* [Task details]: Restate, word for word, all of the material shown below.

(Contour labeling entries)
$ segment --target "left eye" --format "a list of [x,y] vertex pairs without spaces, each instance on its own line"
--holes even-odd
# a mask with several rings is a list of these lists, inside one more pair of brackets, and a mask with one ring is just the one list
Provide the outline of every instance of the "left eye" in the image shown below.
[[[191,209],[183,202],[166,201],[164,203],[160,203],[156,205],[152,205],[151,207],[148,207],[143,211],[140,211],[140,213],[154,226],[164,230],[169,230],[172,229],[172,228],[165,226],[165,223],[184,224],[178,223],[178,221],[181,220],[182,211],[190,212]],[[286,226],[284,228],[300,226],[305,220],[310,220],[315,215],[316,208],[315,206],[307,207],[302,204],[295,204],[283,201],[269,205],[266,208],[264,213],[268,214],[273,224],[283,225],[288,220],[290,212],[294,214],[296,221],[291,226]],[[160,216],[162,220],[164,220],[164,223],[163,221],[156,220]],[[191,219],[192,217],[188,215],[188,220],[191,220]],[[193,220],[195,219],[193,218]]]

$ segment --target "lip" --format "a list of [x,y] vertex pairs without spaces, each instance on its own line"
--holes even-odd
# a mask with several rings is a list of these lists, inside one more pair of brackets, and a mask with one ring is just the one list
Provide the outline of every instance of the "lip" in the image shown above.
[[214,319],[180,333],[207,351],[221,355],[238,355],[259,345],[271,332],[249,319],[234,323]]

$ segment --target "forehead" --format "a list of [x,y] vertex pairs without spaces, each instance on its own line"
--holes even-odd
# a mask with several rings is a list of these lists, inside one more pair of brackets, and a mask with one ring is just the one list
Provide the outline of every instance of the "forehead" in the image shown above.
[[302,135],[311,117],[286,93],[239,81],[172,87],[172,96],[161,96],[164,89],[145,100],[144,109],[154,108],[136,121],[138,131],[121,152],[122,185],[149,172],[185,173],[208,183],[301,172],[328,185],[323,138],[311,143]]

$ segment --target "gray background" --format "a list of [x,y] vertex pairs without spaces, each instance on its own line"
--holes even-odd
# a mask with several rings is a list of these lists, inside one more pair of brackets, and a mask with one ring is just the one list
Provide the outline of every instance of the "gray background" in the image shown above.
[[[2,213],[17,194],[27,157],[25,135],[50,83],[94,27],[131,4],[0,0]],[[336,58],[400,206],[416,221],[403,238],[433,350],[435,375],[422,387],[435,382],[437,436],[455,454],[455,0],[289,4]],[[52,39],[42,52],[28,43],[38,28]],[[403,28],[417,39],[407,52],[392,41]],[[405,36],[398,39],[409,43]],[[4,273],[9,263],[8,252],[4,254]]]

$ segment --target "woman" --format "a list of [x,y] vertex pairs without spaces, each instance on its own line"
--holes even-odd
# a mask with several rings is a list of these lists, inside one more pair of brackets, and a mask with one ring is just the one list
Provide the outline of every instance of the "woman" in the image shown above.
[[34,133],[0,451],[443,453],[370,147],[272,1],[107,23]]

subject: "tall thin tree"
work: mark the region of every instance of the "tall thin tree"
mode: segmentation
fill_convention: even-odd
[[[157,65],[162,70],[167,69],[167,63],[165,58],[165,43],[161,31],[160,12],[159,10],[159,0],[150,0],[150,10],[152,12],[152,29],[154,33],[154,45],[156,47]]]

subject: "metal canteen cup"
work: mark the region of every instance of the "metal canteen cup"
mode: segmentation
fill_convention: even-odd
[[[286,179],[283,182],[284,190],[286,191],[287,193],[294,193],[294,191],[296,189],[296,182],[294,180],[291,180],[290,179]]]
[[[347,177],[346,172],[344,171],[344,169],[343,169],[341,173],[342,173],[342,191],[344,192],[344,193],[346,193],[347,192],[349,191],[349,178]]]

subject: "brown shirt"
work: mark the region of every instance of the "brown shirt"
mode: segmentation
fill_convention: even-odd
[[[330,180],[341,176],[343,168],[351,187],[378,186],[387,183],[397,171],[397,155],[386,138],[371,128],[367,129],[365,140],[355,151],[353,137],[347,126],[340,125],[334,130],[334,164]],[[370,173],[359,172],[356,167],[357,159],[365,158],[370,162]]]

* [Task answer]:
$ segment --target "left eye" --format "a list of [x,y] vertex pairs without spaces, each instance on its own line"
--holes even-odd
# a mask with several rings is a list of these lists, inside one more pair of brackets, and a mask with one ring is just the one list
Provide the outline of every instance of the "left eye" in the image shown below.
[[[191,209],[183,202],[166,201],[164,203],[160,203],[156,205],[152,205],[151,207],[148,207],[143,211],[140,211],[140,213],[154,226],[164,230],[169,230],[172,229],[172,228],[165,226],[165,223],[184,224],[178,223],[178,221],[181,220],[182,211],[190,212]],[[286,226],[284,228],[300,226],[305,220],[310,220],[315,215],[316,208],[315,206],[307,207],[302,204],[295,204],[283,201],[269,205],[266,208],[264,213],[268,214],[273,224],[283,225],[288,220],[290,212],[294,214],[296,221],[291,226]],[[160,216],[162,220],[164,220],[164,223],[163,221],[156,220]],[[191,219],[192,217],[188,215],[188,220],[191,220]],[[193,220],[195,219],[193,218]]]

$ segment --target "lip" --format "a list of [x,y] vertex pairs without spaces, each instance on its own line"
--holes even-odd
# a mask with several rings is a list of these lists, inside one more pair of brackets, and a mask with one ring is just the one list
Provide the outline of every instance of the "lip" in the image shown above.
[[214,319],[180,333],[207,351],[221,355],[238,355],[259,345],[271,332],[249,319],[234,323]]

$ segment --target "forehead" --format "a list of [x,y] vertex pairs without spaces, each instance on its own line"
--holes even-odd
# a mask with several rings is a list of these lists, inside one more pair of brackets, and a mask with one ring is just the one list
Provide the outline of every instance of the "forehead" in the image shown above.
[[302,135],[311,117],[286,93],[239,81],[172,87],[172,96],[161,96],[164,89],[145,100],[144,109],[154,108],[136,121],[138,131],[121,152],[122,185],[149,172],[185,173],[208,183],[301,172],[328,185],[323,138],[311,143]]

$ segment --target "gray background" --format "a list of [x,y] vertex pairs without spaces, each instance on its own line"
--holes even-odd
# a mask with several rings is a list of these lists, inside one more pair of brackets, and a mask with one ring is just the one list
Provide the outline of every instance of the "gray background" in the image shown above.
[[[2,213],[17,194],[27,157],[25,135],[50,83],[94,27],[131,4],[0,0]],[[336,58],[400,206],[416,221],[403,238],[433,350],[435,375],[422,387],[435,382],[437,436],[455,454],[455,0],[289,4]],[[52,39],[42,52],[28,43],[38,28]],[[403,28],[417,39],[407,52],[392,41]],[[405,36],[398,39],[409,43]],[[4,273],[9,263],[8,252],[4,254]]]

$ segment --target "woman" --format "a list of [x,y] vertex pairs without spaces, each instance on its own line"
--holes even-odd
# a mask with several rings is a list of these lists, inside one more pair of brackets, and a mask with one ring is just the one list
Provide the outline of every instance of the "woman" in the image shown above.
[[34,133],[0,451],[443,453],[370,147],[272,1],[107,23]]

subject: "tall thin tree"
work: mark the region of every instance of the "tall thin tree"
mode: segmentation
fill_convention: even-odd
[[[157,65],[162,70],[167,69],[167,63],[165,58],[165,43],[161,31],[160,12],[159,10],[159,0],[150,0],[150,10],[152,12],[152,29],[154,33],[154,45],[156,47]]]

subject: "metal canteen cup"
work: mark the region of every instance of the "metal canteen cup"
mode: segmentation
fill_convention: even-odd
[[[286,179],[283,182],[284,190],[286,191],[287,193],[294,193],[294,191],[296,189],[296,182],[294,180],[291,180],[290,179]]]
[[[347,177],[346,172],[344,171],[344,169],[343,169],[341,173],[342,173],[342,191],[344,192],[344,193],[346,193],[347,192],[349,191],[349,178]]]

subject: "brown shirt"
work: mark the region of every instance of the "brown shirt"
mode: segmentation
fill_convention: even-odd
[[[330,180],[341,176],[343,168],[351,187],[378,186],[387,183],[397,171],[397,155],[386,138],[371,128],[367,129],[365,140],[355,151],[353,137],[347,126],[340,125],[334,130],[334,164]],[[370,173],[359,172],[356,167],[357,159],[365,158],[370,162]]]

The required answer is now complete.